Desafio: Transcreva sem nenhuma alteração a passagem do texto sobre o Fundo da Vale do Rio Doce de "Pergunta-se: por que" até "área do projeto.".

Pergunta-se: por que há necessidade desse Fundo? Qual a grande influência que ele teria em relação a esses Municípios? É bom lembrar que a Vale do Rio Doce é uma companhia que atua explorando, sobretudo, recursos naturais renováveis e não renováveis, particularmente os minerais. Normalmente, a exploração de recursos naturais não renováveis traz efeitos positivos na geração de renda e de emprego, mas a exploração mineral traz seqüelas negativas, sobretudo na área ambiental. Além de desorganizar o espaço econômico no qual se insere, gerando problemas nos Municípios e comunidades face à expectativa que traz, também cria regiões marginais na área do projeto.

Darei um exemplo prático em relação a um projeto emblemático, o de Carajás. Carajás, localizado em meu Estado, é o maior Projeto de ferro no mundo em sua área de atuação. As comunidades lá estabelecidas vivem no primeiro mundo. Quem conhece o Projeto Carajás verifica que é organizado, não há dúvida alguma, com todas as condições de infra-estrutura em favor daqueles que nele atuam. Mas, à medida que o Projeto se desenvolveu, trouxe para o Município em que está localizado, Parauapeba, condições absolutamente indesejáveis, negativas, como a grande insalubridade, os problemas ligados ao desemprego, ao funcionamento da própria realidade urbana. Ora, isso ocorreu não só no meu Estado, mas também tem ocorrido em todos os Estados onde a Vale do Rio Doce tem atuado.

Na verdade, o Fundo existe para quê? Ele teria, digamos assim, um efeito compensatório para minimizar os impactos negativos que os projetos da Vale poderiam trazer às comunidades onde atua, que seriam corrigidos pelos efeitos compensatórios desse fundo. Portanto, o Fundo minimizaria esses impactos que trariam sérios prejuízos aos Municípios.

Podemos dizer que esse fundo que já vem funcionando há 47 anos, com uma certa experiência. O Fundo atua beneficiando vários tipos de aplicação como eletrificação urbana e rural, construção de estrada de rodagem, hospitais, distritos industriais, na área de saneamento básico, habitação, educação, cultura, saúde, assistência social, assistência a entidades filantrópicas, de um modo geral em toda a infra-estrutura econômica, física e social no seu sentido mais amplo. Hoje, o Fundo atua em dois níveis: na aplicação de recursos reversíveis, com financiamento subsidiado a 1% ao ano em favor da infra-estrutura econômica e física; e recursos não reversíveis, a fundo perdido, para os projetos da área social, como saúde e educação.

O Fundo acumulou uma experiência significativa e, até hoje, já foram aplicados cerca de 300 milhões de dólares nesses municípios. Assim, dentro do possível, o Fundo tem minimizado os impactos negativos desses projetos nas comunidades onde atua.

Em função da proposta de privatização da Vale do Rio Doce, inserida no edital de privatização, há um dispositivo que diz que 85 milhões e 900 mil reais, oriundos do Fundo de Desenvolvimento da Vale em favor das comunidades e dos projetos da sua área de influência, seriam doados - assim está no edital - ao BNDES para que fossem feitas aplicações em projetos de desenvolvimento regional.

Material extraído:
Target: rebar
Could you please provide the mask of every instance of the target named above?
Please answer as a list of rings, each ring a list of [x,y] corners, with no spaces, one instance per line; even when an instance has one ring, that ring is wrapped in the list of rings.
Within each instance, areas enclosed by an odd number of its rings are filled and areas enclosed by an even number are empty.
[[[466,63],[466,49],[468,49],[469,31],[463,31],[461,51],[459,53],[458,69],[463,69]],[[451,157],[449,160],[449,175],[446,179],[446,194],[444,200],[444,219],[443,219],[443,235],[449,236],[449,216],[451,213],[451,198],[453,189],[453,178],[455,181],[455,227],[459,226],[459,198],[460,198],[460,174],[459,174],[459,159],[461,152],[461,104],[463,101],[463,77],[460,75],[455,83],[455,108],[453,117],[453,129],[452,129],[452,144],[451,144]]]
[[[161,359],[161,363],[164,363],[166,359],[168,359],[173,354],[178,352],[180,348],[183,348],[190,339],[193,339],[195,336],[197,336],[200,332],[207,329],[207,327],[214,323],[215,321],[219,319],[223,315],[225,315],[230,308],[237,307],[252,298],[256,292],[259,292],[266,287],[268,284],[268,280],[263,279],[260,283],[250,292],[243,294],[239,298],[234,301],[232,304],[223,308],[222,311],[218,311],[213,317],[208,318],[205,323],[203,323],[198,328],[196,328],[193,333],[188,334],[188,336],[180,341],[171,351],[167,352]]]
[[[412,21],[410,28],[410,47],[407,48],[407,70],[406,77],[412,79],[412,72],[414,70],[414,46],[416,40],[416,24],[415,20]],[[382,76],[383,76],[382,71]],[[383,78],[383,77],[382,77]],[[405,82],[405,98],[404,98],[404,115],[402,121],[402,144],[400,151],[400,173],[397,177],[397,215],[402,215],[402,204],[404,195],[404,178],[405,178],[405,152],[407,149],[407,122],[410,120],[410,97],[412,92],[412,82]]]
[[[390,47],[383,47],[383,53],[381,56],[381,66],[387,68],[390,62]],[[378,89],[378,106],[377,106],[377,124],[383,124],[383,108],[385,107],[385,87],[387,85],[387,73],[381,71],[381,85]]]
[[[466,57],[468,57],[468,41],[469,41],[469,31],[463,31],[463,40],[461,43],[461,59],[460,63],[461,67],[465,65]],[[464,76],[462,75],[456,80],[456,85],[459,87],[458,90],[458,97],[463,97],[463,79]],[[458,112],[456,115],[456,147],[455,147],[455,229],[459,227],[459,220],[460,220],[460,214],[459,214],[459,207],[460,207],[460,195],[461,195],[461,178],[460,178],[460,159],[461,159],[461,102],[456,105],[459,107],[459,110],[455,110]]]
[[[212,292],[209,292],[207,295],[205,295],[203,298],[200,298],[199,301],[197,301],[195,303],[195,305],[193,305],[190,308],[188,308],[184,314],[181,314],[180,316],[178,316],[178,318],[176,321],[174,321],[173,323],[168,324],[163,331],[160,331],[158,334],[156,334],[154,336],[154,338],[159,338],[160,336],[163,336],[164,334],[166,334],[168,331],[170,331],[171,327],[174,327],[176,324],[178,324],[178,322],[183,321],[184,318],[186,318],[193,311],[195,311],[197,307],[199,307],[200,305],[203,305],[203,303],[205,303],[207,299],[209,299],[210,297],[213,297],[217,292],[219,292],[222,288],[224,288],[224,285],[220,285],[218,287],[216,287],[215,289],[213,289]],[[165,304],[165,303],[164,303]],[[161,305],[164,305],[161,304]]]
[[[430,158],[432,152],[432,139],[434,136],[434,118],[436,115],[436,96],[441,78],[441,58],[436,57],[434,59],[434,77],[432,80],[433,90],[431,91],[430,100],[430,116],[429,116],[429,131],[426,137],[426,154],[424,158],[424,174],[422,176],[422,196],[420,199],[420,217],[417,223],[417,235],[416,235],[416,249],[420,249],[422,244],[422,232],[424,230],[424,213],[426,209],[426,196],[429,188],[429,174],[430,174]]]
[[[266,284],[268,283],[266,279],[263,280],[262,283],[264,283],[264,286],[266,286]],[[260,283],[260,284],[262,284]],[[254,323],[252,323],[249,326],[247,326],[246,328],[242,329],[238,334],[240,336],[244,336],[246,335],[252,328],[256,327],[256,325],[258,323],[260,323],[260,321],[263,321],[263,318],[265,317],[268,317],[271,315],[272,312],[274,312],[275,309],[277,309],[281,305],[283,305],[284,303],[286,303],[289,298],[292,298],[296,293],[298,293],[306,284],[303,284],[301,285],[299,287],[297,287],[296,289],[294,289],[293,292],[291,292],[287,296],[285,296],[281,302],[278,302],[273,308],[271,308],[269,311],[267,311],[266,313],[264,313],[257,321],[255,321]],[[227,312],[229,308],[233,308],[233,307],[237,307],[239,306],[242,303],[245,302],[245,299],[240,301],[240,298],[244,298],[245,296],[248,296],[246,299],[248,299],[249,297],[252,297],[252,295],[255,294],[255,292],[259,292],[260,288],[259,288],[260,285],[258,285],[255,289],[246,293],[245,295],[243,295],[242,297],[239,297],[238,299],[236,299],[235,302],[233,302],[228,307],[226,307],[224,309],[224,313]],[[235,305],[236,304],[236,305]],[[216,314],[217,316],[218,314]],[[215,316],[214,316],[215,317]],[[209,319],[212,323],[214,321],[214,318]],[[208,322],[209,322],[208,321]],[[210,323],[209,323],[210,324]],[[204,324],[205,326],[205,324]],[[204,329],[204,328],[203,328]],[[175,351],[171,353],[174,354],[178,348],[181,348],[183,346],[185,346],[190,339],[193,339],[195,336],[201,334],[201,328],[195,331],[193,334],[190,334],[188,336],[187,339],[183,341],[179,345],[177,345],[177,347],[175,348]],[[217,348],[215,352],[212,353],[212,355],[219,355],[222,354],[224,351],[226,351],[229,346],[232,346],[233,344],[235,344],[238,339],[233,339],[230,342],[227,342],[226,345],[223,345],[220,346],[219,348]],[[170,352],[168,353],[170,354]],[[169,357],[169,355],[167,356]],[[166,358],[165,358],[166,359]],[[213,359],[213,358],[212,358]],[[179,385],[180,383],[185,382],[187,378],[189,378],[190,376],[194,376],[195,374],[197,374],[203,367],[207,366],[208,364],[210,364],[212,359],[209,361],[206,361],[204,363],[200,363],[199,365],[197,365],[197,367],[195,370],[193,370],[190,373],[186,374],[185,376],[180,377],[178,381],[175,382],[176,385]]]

Resposta do exercício:
Pergunta-se: por que há necessidade desse Fundo? Qual a grande influência que ele teria em relação a esses Municípios? É bom lembrar que a Vale do Rio Doce é uma companhia que atua explorando, sobretudo, recursos naturais renováveis e não renováveis, particularmente os minerais. Normalmente, a exploração de recursos naturais não renováveis traz efeitos positivos na geração de renda e de emprego, mas a exploração mineral traz seqüelas negativas, sobretudo na área ambiental. Além de desorganizar o espaço econômico no qual se insere, gerando problemas nos Municípios e comunidades face à expectativa que traz, também cria regiões marginais na área do projeto.